--- Page extract ---

All revisions were done in the current institution. In none of the revised shoulder prostheses was a positive bacterial culture obtained at the time of revision surgery.
Discussion
With regard to shoulder arthroplasty, there is only limited information on possible bacterial contamination of fixation devices and the potential risk for periprosthetic infection in the setting of salvage arthroplasty. The aim of this retrospective study was to determine the incidence of positive pre-op aspiration and inflammatory markers in cases of failed osteosynthesis and to document the outcome of the arthroplasty in this series correlating pre-operative positive aspiration or inflammatory markers with post-operative infection. We also wished to document the mid-term clinical success of the arthroplasties in this series referring to the need for re-operation out to 4-year follow-up.
The limitations of this study include the retrospective study design, the relatively small number of patients, and the rate of loss to follow-up. The low rate of pre-operative aspirations is another limitation of this study. This limits the ability to conclusively prove that there is no persistent low-grade infection in all cases. However, the patients stated good results of prosthesis surgery, and laboratory parameters and radiological follow-up were acceptable. A further limitation and possible bias are the arbitrary decision and small number of performed pre-operative joint aspirations. Another bias might be the widespread distribution and therefore small number of different diagnoses prompting salvage shoulder arthroplasty.

--- Exercise data ---

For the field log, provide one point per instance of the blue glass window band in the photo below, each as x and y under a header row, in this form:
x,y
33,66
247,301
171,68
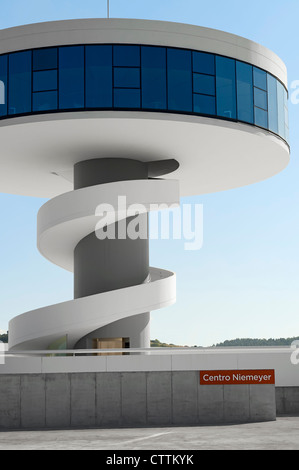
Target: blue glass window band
x,y
140,77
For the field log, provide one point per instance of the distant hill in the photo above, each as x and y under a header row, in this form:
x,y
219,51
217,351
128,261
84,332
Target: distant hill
x,y
257,342
155,343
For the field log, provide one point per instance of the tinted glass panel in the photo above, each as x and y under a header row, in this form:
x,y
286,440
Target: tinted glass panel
x,y
45,101
98,76
129,98
44,59
71,77
20,82
261,117
203,63
226,87
204,104
272,103
204,84
153,65
260,98
281,112
126,56
260,78
179,80
126,77
286,114
244,92
46,80
3,85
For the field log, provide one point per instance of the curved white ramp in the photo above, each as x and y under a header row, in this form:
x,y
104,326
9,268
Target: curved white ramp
x,y
62,223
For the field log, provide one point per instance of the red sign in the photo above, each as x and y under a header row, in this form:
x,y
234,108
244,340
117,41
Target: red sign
x,y
237,377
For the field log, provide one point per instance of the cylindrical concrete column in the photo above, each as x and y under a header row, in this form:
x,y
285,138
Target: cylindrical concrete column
x,y
112,263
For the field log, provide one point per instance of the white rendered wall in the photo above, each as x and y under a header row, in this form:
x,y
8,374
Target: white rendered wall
x,y
279,359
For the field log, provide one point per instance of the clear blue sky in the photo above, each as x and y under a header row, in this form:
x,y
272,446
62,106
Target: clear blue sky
x,y
244,282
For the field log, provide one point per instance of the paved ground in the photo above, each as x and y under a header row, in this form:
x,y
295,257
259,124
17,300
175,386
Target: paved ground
x,y
282,434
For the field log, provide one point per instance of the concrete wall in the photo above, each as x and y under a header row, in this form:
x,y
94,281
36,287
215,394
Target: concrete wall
x,y
116,399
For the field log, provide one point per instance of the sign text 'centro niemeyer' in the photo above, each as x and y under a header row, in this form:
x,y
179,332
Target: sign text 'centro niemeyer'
x,y
237,377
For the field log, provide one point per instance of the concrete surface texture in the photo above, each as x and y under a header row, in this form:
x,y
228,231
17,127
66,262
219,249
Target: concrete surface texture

---

Problems to solve.
**1)** According to the shoulder arthroplasty excerpt, why is the low rate of pre-operative aspirations a limitation of the study? Answer in one to three sentences.
**2)** Decide whether each statement agrees with the shoulder arthroplasty excerpt. Answer yes or no, and quote the deciding words of the excerpt.
(a) All revisions were carried out at the current institution.
(b) Some revised shoulder prostheses gave a positive bacterial culture at revision surgery.
(c) The study was designed as a prospective study.
**3)** Please continue the shoulder arthroplasty excerpt from where it stops.

Responses to the tasks.
**1)** Few aspirations were done before surgery, so the study cannot conclusively prove that no case had a persistent low-grade infection.

**2)**
(a) Yes: "All revisions were done in the current institution."
(b) No: "In none of the revised shoulder prostheses was a positive bacterial culture obtained at the time of revision surgery."
(c) No: "The limitations of this study include the retrospective study design"

**3)**
Reviewing the existing literature shows a high prevalence of periprosthetic infection in patients requiring secondary arthroplasty for failed fracture fixation [3, 23, 11, 17]. Boileau et al. and Wall et al. showed in study groups of 5 and 33 patients, respectively, that patients with post-traumatic arthritis had a higher infection rate compared to patients with primary rotator cuff arthropathy when undergoing the same operative procedure [3, 23].
The pre-operative joint aspiration of 17 patients revealed in 4 a bacterial growth, and the intra-operative tissue samples showed in 1 patient a pre-operatively undetected bacterial growth. At the end of follow-up, no periprosthetic infection was observed.
Kilic et al. described the rate of complications and functional outcome of patients undergoing secondary anatomic or reverse shoulder arthroplasty due to sequelae of fractures of the humeral head. They found a high infection rate of 11.4%, where 2 of the 55 patients had a history of shoulder infection [11]. Martinez et al. reported, in 18 patients treated with a reverse prosthesis for proximal humeral non-unions, an infection rate of around 11% [17]. Therefore, our results show a demonstrable rate of low-grade infections, based on positive cultures in 4 of 28 (11%) patients with pre-existing fracture fixation devices.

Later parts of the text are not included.